--- Source information ---
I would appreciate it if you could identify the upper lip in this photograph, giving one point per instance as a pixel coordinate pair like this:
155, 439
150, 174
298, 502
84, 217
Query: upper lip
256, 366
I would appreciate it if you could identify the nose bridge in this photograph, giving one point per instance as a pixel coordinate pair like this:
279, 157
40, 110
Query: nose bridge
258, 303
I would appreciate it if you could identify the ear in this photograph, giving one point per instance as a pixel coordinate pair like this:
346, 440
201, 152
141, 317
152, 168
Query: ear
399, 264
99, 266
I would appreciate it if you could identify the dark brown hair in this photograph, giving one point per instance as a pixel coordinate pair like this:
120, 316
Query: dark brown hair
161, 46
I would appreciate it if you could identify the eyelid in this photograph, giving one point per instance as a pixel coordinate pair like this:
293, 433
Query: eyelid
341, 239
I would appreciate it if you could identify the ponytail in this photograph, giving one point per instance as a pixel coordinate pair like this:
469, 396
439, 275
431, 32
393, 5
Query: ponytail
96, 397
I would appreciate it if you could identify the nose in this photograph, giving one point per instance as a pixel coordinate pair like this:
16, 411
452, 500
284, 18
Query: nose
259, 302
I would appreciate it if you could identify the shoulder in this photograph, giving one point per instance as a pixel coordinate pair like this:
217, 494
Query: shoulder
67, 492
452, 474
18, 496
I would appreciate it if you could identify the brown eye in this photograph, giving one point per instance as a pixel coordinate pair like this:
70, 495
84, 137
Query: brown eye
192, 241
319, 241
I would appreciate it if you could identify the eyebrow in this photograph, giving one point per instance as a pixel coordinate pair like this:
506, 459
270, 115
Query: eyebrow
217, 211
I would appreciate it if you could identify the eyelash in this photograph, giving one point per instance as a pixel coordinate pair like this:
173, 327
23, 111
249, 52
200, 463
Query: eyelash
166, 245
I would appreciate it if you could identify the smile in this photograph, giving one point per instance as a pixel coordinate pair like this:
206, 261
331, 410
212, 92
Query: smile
---
When a line in the records holds the string "smile", copy that line.

I would appreciate it if you could identify the smile in this photograph, giving one point per instance as a pixel coordinate pair like this:
Query: smile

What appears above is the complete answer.